EXERCISE DETAILS: Copy out each of the rows below line for line without changing anything, and leave the pictures out.

SUPPLIED MATERIAL:
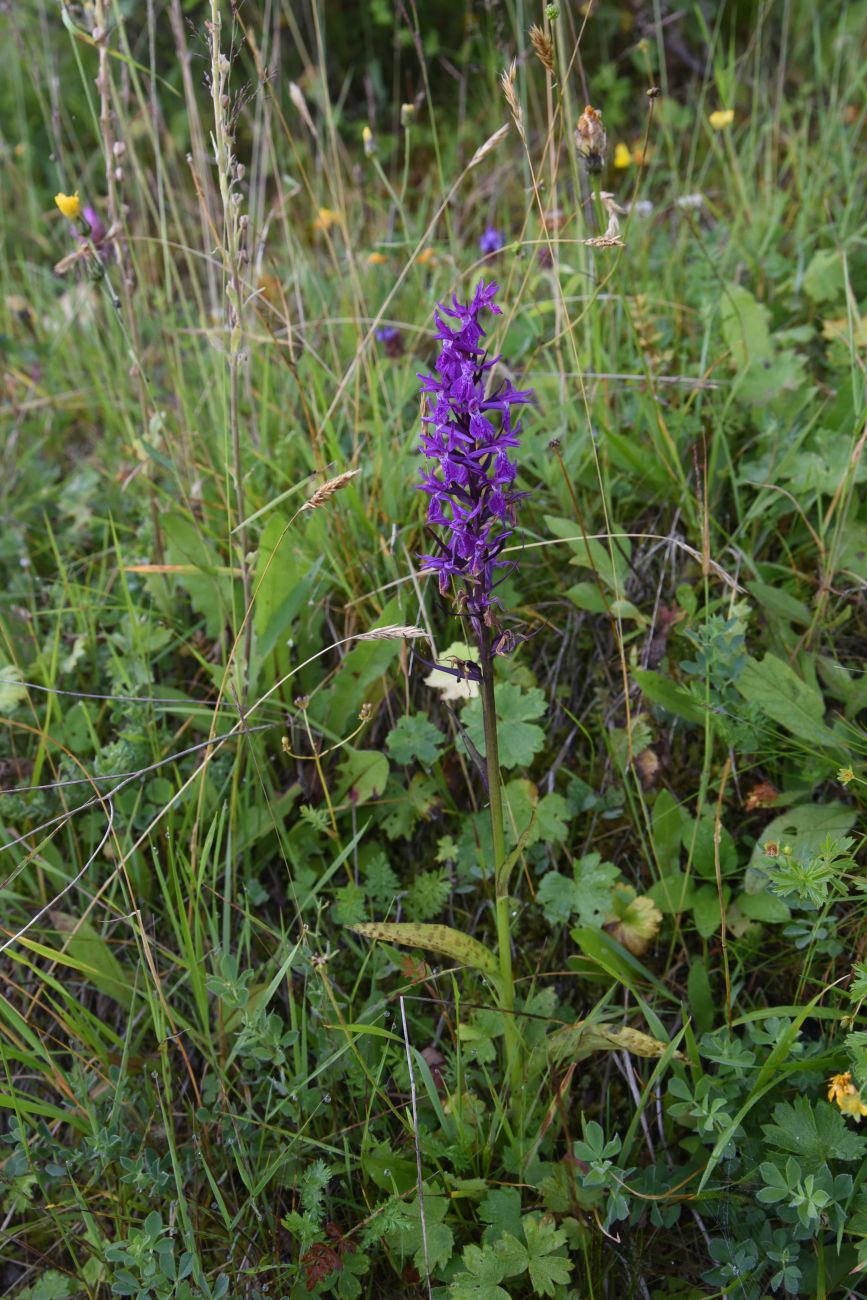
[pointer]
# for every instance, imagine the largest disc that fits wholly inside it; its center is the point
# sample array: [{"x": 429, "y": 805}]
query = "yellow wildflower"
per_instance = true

SOLUTION:
[pointer]
# for every instance, imagine the largest disc that fits wholly inside it; its center is the point
# sample array: [{"x": 429, "y": 805}]
query = "yellow wildflower"
per_instance = true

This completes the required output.